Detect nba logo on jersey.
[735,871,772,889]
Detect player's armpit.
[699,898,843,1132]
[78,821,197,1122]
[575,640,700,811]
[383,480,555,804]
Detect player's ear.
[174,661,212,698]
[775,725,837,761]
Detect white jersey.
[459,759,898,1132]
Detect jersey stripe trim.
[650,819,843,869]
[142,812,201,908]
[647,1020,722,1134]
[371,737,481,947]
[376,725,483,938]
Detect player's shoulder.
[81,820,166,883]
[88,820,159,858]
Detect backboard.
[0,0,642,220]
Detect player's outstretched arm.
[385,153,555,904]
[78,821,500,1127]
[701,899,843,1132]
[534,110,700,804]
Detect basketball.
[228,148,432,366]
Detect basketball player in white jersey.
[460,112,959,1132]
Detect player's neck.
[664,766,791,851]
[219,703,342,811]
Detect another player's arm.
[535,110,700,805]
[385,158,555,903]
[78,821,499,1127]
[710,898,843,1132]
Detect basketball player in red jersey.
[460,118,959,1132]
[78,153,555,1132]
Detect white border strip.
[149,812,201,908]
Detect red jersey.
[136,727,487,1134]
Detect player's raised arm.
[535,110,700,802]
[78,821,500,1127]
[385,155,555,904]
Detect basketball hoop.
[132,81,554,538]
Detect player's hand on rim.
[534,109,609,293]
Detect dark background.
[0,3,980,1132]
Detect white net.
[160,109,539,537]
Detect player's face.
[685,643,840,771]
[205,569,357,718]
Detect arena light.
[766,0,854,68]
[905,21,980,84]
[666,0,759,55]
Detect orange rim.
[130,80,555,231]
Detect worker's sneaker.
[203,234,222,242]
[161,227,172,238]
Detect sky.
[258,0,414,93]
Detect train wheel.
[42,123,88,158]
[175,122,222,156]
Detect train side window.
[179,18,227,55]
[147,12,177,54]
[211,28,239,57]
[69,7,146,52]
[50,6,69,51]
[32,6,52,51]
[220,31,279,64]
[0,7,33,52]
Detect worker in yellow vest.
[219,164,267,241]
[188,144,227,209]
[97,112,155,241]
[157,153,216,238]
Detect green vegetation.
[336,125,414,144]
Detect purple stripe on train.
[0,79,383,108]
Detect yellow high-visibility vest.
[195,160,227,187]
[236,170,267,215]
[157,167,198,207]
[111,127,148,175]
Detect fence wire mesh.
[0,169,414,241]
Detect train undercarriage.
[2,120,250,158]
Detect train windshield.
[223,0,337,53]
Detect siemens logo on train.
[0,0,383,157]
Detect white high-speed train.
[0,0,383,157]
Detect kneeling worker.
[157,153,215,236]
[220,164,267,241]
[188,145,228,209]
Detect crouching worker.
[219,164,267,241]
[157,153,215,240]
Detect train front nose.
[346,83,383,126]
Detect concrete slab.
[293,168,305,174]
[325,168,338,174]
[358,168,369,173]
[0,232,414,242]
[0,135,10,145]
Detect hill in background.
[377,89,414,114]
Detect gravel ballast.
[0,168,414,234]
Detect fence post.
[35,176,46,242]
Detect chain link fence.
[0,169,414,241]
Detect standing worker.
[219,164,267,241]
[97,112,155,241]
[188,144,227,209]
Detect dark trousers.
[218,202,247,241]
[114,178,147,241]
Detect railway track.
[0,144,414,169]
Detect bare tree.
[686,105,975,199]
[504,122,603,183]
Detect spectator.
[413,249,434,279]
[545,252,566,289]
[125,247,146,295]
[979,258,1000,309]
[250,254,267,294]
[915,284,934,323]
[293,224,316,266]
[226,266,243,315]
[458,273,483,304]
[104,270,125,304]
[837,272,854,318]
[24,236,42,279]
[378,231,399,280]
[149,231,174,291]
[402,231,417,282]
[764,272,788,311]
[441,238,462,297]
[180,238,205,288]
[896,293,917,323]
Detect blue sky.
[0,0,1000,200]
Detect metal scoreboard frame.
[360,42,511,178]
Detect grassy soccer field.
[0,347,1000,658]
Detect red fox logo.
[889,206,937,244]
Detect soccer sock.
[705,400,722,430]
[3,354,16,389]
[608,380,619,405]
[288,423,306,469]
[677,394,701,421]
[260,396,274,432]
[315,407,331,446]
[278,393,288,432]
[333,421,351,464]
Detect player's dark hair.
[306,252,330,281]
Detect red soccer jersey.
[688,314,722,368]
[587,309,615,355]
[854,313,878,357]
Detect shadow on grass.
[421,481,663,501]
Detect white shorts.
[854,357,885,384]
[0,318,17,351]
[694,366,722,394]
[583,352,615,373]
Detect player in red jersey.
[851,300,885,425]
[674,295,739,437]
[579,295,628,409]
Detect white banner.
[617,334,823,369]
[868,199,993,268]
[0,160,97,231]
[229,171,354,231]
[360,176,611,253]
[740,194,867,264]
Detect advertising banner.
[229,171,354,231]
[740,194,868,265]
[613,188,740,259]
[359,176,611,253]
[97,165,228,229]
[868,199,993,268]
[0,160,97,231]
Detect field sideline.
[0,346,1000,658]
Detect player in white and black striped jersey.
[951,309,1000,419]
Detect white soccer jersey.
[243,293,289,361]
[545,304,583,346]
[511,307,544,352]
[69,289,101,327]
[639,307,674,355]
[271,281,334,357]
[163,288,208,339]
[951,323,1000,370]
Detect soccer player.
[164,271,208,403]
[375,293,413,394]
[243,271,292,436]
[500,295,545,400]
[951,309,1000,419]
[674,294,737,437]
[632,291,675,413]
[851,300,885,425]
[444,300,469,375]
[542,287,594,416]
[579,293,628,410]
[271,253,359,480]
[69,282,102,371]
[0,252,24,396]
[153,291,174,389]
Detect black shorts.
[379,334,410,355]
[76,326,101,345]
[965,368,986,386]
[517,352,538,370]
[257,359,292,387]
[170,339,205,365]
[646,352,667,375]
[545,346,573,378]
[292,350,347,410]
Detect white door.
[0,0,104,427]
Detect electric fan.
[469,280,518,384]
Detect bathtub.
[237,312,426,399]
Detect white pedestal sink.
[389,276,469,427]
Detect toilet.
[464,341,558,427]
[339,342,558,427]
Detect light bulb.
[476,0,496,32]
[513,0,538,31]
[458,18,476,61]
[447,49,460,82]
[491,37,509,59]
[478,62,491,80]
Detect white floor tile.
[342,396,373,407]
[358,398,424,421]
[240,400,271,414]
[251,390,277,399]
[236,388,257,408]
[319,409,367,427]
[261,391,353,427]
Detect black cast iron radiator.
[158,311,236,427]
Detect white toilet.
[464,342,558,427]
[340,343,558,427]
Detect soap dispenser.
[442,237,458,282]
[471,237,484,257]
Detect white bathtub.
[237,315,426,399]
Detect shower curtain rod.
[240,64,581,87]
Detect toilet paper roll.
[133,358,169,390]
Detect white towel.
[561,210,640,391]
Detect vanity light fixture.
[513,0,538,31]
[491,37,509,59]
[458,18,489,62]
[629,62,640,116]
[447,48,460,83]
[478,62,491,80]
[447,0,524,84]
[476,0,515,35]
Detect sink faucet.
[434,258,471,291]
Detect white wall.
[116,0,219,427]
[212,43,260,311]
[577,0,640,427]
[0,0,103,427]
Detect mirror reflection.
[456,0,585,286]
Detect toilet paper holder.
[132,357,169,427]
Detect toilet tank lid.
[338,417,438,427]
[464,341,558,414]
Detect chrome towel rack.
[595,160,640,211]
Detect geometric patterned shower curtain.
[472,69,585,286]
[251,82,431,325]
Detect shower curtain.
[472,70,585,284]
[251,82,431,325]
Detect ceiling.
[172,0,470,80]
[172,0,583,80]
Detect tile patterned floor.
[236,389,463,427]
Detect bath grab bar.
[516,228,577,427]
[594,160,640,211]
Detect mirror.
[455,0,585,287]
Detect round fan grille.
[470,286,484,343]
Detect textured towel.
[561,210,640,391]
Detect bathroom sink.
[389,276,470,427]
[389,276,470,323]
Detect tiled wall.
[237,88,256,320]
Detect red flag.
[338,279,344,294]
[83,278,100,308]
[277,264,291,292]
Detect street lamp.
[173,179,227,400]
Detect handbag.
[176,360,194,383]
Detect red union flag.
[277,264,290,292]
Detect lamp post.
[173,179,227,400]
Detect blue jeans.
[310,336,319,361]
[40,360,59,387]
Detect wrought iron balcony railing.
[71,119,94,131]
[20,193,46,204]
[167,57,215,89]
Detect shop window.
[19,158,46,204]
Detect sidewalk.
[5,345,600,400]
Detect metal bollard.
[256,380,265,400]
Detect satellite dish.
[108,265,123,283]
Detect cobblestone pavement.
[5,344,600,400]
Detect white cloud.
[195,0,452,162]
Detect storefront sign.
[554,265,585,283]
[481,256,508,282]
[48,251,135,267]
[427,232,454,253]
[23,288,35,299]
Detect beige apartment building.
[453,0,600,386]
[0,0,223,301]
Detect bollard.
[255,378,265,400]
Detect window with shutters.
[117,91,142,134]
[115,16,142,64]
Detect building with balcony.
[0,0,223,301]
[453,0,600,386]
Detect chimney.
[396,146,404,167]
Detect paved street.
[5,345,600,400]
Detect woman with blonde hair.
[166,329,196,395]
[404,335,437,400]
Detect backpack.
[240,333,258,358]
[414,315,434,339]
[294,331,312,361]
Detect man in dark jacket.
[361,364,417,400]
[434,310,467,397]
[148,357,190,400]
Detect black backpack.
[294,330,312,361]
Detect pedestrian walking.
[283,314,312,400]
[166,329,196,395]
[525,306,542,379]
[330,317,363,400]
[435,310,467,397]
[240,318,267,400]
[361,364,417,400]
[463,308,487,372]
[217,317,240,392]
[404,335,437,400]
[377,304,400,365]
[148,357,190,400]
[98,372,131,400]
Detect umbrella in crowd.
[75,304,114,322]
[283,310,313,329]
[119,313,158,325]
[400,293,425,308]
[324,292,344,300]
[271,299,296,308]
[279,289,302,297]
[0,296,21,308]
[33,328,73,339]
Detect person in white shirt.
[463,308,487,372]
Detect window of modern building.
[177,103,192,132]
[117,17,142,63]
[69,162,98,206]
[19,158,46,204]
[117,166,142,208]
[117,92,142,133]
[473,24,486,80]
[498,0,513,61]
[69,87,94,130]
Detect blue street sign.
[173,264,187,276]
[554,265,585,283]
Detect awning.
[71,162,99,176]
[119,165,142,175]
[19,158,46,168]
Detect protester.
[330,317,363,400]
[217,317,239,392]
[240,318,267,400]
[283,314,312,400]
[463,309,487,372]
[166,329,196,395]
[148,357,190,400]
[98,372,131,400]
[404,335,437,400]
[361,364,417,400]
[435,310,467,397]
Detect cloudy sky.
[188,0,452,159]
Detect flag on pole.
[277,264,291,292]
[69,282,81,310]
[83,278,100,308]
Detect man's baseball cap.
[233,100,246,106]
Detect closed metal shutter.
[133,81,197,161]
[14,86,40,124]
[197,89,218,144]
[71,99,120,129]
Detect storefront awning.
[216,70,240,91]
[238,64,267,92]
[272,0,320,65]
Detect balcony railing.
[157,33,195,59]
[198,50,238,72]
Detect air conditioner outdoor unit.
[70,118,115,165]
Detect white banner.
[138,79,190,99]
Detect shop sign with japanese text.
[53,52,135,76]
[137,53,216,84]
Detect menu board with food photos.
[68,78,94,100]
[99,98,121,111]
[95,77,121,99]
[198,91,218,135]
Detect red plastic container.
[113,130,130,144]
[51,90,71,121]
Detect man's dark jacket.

### REQUIREMENT
Begin at the line that has "Detect satellite dish." and stop after the line that has "[19,158,46,168]". Write out every line of the items in that span, including the lines without numbers, and raise each bounding box coordinate by 63.

### COMPLETED EXERCISE
Detect satellite dish.
[171,328,186,346]
Detect cobblestone pavement.
[68,407,663,463]
Detect white cloud.
[258,63,515,225]
Detect storefront sign.
[617,328,648,346]
[544,319,571,345]
[111,314,198,330]
[490,295,517,316]
[86,351,98,362]
Detect beige apartment building.
[516,63,663,449]
[63,63,286,364]
Detect bollard.
[318,441,328,463]
Detect window with shutters.
[180,154,205,197]
[178,79,205,127]
Detect building with balcony.
[63,63,286,364]
[516,63,663,449]
Detect chimney.
[459,209,467,230]
Detect paved street.
[68,408,663,463]
Detect woman with blonde hair.
[229,392,259,458]
[467,398,500,463]
Detect backpack.
[303,396,321,421]
[477,378,497,402]
[357,394,375,424]
Detect man in dark jacket.
[424,427,480,463]
[497,373,530,460]
[211,420,253,463]
Detect black backpack.
[357,393,375,424]
Detect pedestrian walking.
[346,377,375,463]
[229,392,259,458]
[588,369,605,442]
[393,380,426,463]
[498,373,530,460]
[303,381,330,463]
[424,427,480,463]
[526,371,550,435]
[280,380,303,455]
[467,398,500,463]
[440,367,463,428]
[211,420,253,463]
[161,435,194,463]
Detect umbrella in crowd.
[138,367,177,385]
[346,373,376,392]
[182,376,221,388]
[463,356,488,371]
[387,355,407,363]
[334,362,359,371]
[342,352,365,360]
[63,359,84,371]
[96,391,136,402]
Detect person in white shirt.
[526,371,550,435]
Detect window of modern building.
[240,166,255,195]
[180,80,205,126]
[132,225,161,269]
[82,221,109,267]
[180,229,205,271]
[180,155,205,196]
[536,87,549,143]
[561,63,576,124]
[132,150,157,193]
Detect blue street sign.
[236,327,250,339]
[617,328,648,346]
Detect awning.
[134,225,162,239]
[182,228,205,238]
[82,221,109,231]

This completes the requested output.